>> BEGIN RECORDS FOR PROCESSING
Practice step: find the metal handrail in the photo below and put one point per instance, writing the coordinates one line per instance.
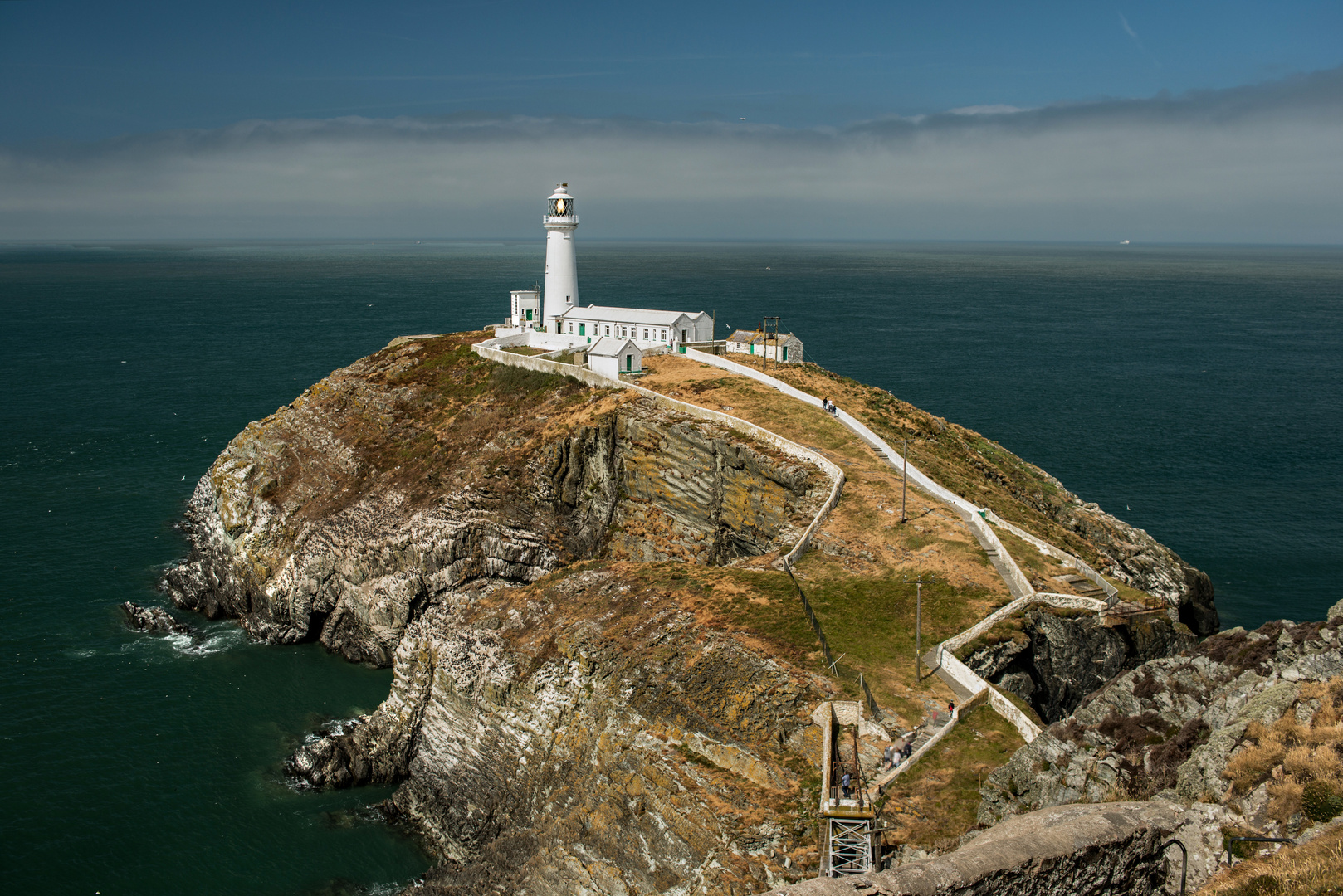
(1258, 840)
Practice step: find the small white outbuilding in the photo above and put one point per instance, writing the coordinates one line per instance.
(784, 348)
(611, 356)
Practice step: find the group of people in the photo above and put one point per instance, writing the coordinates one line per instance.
(897, 752)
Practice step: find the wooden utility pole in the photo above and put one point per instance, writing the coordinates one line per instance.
(919, 583)
(904, 479)
(764, 331)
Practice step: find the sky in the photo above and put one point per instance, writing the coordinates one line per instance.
(1075, 121)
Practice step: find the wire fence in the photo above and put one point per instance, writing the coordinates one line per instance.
(832, 663)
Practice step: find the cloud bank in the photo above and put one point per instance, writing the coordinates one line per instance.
(1252, 164)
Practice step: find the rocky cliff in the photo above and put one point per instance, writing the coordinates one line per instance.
(571, 709)
(588, 733)
(1245, 719)
(984, 472)
(423, 472)
(1056, 659)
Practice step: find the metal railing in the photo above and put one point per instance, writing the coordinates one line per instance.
(1255, 840)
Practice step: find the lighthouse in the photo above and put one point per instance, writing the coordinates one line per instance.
(562, 271)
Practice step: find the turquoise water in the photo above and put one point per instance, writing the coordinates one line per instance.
(1199, 387)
>> END RECORDS FOR PROCESSING
» TASK GOAL
Rewrite all of the material above as a numbered list, one item per line, skipping blank lines. Leave the pictures out.

» FULL ANSWER
1. Practice step: find the metal handrail in the photo below and put one point per instance, writing the coordinates one line per instance.
2. (1258, 840)
3. Practice step: find the small white outbuilding in the photo above and put one point per instance, writing the coordinates one line per instance.
4. (784, 348)
5. (611, 356)
6. Practice step: find the group of people in the photo above and put one point per instance, writing the coordinates one line per instance.
7. (897, 752)
8. Practice step: find the wooden utility pole in the photo above and put one point per instance, writing the coordinates one line per instance.
9. (919, 583)
10. (904, 479)
11. (764, 331)
12. Practice step: find the sky in the photo above and put one point per instance, writing the coordinates one line per instance.
13. (1075, 121)
14. Practice step: find the wire fence in the photo above and put one point per instance, writing the coordinates one line per instance.
15. (832, 663)
16. Practice step: find the cloud bank in the photo above and put one point per instance, writing the coordinates one line per instance.
17. (1252, 164)
18. Practice step: find the rocky cliff in the photo above and put one point per instance, writing the coordinates one line per instance.
19. (571, 709)
20. (588, 733)
21. (1245, 719)
22. (984, 472)
23. (423, 472)
24. (1056, 659)
25. Practice step: find the metal railing in the photo above and put one point per instance, writing the coordinates one line per instance.
26. (1255, 840)
27. Practice step: find the lighthouse in the photo above and put one point per instance, writing the coordinates one line per instance.
28. (562, 271)
29. Practice step: find the turquoise water in the photo above and put one point per instance, writing the coordinates one line per instance.
30. (1199, 387)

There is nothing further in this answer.